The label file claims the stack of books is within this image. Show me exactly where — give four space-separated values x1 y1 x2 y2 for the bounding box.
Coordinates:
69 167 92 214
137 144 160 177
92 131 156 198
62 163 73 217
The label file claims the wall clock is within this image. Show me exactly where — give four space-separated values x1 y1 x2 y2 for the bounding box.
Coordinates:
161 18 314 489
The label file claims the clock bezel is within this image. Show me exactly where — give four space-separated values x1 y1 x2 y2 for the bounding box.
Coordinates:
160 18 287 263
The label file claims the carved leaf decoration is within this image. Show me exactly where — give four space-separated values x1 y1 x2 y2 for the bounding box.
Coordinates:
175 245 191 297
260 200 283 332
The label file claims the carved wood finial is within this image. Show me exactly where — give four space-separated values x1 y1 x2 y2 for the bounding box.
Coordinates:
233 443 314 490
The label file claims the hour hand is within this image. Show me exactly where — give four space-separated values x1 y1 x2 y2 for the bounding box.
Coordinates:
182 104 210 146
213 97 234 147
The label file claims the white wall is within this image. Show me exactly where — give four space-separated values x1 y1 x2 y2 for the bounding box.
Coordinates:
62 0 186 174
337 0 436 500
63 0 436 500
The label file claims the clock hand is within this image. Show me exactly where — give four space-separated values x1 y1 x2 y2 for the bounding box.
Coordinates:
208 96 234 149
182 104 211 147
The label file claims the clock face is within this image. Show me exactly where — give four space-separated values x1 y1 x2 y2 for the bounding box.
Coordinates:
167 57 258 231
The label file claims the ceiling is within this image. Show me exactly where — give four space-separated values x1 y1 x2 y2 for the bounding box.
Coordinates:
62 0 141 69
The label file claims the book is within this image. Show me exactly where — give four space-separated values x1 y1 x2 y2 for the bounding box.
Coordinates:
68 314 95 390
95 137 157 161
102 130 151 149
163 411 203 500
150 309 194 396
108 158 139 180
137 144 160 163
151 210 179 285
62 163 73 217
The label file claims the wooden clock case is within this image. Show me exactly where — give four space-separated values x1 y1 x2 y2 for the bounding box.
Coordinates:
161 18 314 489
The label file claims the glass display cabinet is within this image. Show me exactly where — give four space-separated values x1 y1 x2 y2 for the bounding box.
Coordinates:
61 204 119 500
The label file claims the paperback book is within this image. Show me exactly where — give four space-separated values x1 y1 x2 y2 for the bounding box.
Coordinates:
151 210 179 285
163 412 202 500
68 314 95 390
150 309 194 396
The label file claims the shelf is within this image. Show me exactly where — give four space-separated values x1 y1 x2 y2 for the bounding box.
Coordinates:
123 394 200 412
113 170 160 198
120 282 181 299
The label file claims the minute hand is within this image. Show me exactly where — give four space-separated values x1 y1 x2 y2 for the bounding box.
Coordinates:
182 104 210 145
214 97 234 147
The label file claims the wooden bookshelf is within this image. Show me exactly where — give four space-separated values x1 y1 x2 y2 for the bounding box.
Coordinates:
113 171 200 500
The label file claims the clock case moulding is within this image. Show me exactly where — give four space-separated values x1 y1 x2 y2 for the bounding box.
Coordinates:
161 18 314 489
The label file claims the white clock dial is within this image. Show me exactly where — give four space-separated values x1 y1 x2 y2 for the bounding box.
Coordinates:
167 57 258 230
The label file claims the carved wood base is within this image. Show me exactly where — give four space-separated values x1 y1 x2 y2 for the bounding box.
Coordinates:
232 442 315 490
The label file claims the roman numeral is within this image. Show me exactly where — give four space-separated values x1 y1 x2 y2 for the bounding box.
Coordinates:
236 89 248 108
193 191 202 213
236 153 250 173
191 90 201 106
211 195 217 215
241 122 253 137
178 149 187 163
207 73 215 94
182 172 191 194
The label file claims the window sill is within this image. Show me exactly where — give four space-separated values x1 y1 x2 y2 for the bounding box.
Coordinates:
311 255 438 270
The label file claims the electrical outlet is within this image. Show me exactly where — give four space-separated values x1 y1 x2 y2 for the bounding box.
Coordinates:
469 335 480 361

== Given problem ==
From the data above, extract every line that contains the word "carved" and copy each one in full.

== Response to this exercise ==
The label file claims the carved leaf decoration is within this image. Show me exactly where — give four space-separated values x1 y1 x2 y2 for the bounding box.
The label file claims the carved wood finial is within this image. Show me exactly where — give four space-separated values x1 y1 x2 y2 for the bounding box.
The label file claims the carved wood base is within this image. Show me exactly where — give four space-separated values x1 y1 x2 y2 for the bounding box.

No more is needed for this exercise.